§ EXERCISE GOAL
Restate all of the data below word for word.

'''

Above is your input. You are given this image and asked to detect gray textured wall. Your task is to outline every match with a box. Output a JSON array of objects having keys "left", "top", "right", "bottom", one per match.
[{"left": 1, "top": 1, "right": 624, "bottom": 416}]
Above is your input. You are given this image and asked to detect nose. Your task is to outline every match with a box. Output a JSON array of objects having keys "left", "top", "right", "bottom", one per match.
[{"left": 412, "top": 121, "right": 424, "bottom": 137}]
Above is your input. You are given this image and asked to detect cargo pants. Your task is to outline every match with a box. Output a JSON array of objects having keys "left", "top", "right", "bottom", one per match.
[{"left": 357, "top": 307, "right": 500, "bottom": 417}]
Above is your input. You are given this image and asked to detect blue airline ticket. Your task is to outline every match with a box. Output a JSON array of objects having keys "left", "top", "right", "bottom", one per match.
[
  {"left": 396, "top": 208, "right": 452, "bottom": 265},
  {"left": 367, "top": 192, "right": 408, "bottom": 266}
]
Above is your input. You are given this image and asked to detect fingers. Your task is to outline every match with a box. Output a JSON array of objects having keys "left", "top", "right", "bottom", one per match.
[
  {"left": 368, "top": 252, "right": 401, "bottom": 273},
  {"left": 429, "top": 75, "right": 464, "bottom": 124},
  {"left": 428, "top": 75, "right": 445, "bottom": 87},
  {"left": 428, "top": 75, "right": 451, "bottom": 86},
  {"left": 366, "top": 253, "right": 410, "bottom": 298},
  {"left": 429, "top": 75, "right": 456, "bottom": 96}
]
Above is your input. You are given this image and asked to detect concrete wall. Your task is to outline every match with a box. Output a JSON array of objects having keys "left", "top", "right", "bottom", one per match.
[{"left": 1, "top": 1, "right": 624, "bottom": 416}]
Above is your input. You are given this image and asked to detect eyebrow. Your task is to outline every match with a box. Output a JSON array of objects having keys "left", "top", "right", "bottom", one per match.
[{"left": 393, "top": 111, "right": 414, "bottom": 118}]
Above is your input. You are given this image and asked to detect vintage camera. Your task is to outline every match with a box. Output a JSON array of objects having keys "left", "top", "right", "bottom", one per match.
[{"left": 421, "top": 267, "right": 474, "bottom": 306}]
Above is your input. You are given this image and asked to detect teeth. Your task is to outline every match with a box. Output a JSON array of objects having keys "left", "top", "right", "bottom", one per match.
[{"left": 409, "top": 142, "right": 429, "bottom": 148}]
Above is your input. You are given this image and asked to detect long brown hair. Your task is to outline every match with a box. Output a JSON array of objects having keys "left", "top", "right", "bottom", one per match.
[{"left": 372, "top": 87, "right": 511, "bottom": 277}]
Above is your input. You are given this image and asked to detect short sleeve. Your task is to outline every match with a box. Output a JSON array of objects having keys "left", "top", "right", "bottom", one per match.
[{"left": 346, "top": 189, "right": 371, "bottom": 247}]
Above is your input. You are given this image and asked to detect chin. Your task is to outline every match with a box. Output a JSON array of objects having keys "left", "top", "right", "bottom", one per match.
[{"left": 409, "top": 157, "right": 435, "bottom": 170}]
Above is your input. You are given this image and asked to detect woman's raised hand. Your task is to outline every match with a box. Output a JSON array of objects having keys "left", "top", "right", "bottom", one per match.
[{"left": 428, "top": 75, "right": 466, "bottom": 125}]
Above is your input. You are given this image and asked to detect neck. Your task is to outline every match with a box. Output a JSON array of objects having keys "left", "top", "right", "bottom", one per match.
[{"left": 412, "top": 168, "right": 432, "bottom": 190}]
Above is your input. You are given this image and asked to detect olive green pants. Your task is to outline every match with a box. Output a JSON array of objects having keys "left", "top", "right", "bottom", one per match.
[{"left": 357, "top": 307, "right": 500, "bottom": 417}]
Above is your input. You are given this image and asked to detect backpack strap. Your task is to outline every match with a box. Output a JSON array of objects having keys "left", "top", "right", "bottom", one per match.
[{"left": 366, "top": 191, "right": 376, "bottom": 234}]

'''

§ YOUR RESPONSE
Above is your input. You are given this image and asked to detect gray textured wall. Your task is to outline every match with a box. Output a JSON array of objects having keys "left", "top", "right", "bottom", one per match.
[{"left": 1, "top": 1, "right": 624, "bottom": 416}]
Above is your input. You are given this image and asked to detect nose. Your task is to outline every match with a box. Output a JSON array of objects having keys "left", "top", "right", "bottom", one per match.
[{"left": 412, "top": 121, "right": 424, "bottom": 137}]
Above is your input. You are given this image and asked to detect cargo pants. Your task is to outline every match with a box. Output a JSON array of objects having keys "left", "top", "right", "bottom", one per match.
[{"left": 357, "top": 307, "right": 500, "bottom": 417}]
Above is your input. You are given this image and asked to detect blue airline ticket. Your task is to outline every match with a box. Output a JSON array of objects having keys "left", "top", "right", "bottom", one per match.
[
  {"left": 396, "top": 208, "right": 452, "bottom": 265},
  {"left": 367, "top": 192, "right": 408, "bottom": 266}
]
Above is your input. You are given this image and asked to detect fingers. Your task is to outline every match with a box. Output a JSON array of objects having keys "left", "top", "right", "bottom", one per match.
[
  {"left": 368, "top": 252, "right": 401, "bottom": 273},
  {"left": 429, "top": 75, "right": 464, "bottom": 124},
  {"left": 428, "top": 75, "right": 445, "bottom": 87},
  {"left": 428, "top": 75, "right": 451, "bottom": 86},
  {"left": 366, "top": 253, "right": 410, "bottom": 298},
  {"left": 429, "top": 75, "right": 456, "bottom": 96}
]
Above is your input. You are given this image and asked to detect concrete wall. Your task is to outline every match with a box. Output a JSON array of objects having keys "left", "top", "right", "bottom", one per match.
[{"left": 1, "top": 1, "right": 624, "bottom": 416}]
Above is your input. You are given this image and asked to detect eyebrow. Your task is to outline every match with a box. Output a JSON array of objects having keys "left", "top", "right", "bottom", one per match.
[{"left": 393, "top": 111, "right": 414, "bottom": 118}]
Above is your input. You are given this image and asked to detect vintage camera. Your task is to outline every match with a box. Output a JSON array of objects having keys "left", "top", "right", "bottom", one per match.
[{"left": 421, "top": 267, "right": 474, "bottom": 306}]
Above is your input. You are given this image and asked to detect teeth. Your task is to outline every match with a box. Output a JSON array of objects having keys "left", "top", "right", "bottom", one per match.
[{"left": 409, "top": 142, "right": 429, "bottom": 148}]
Above is your input. You are given this image and asked to detect long brown hair. Your task is to outline every match with a box. Output a JSON array of objects having keys "left", "top", "right", "bottom", one per match.
[{"left": 372, "top": 87, "right": 511, "bottom": 277}]
Above is your input. You are given this image and asked to detect short sleeve. Your task is to outline every match with a box. Output a JSON array of objects having keys "left", "top", "right", "bottom", one per match.
[{"left": 346, "top": 189, "right": 371, "bottom": 247}]
Above is your input. You are given this image and asked to detect chin. Your task is to outline every match with a box. Output a JSON array of objects having keys "left", "top", "right", "bottom", one per match.
[{"left": 409, "top": 157, "right": 435, "bottom": 170}]
Above is your input. You are given this image and asked to detect woman's raised hand. Your task is to outline every match with a box. Output a JSON array of objects having keys "left", "top", "right", "bottom", one per match.
[{"left": 428, "top": 75, "right": 466, "bottom": 125}]
Above is your input. You are given this image and asked to detect neck. Your task is to outline every match with a box. Output a JSON array of objects having keys "left", "top", "right", "bottom", one per match.
[{"left": 412, "top": 168, "right": 432, "bottom": 190}]
Above is your input. You are given this image and asked to detect olive green pants. Your task is to outline every match with a box. Output a JSON array of objects having keys "left", "top", "right", "bottom", one per match.
[{"left": 357, "top": 307, "right": 500, "bottom": 417}]
Above is your input. You are given this image and asked to detect backpack strap. Your task is to outline every match with a box. Output a JSON array of objects having keys "left", "top", "right", "bottom", one per match.
[{"left": 366, "top": 191, "right": 376, "bottom": 234}]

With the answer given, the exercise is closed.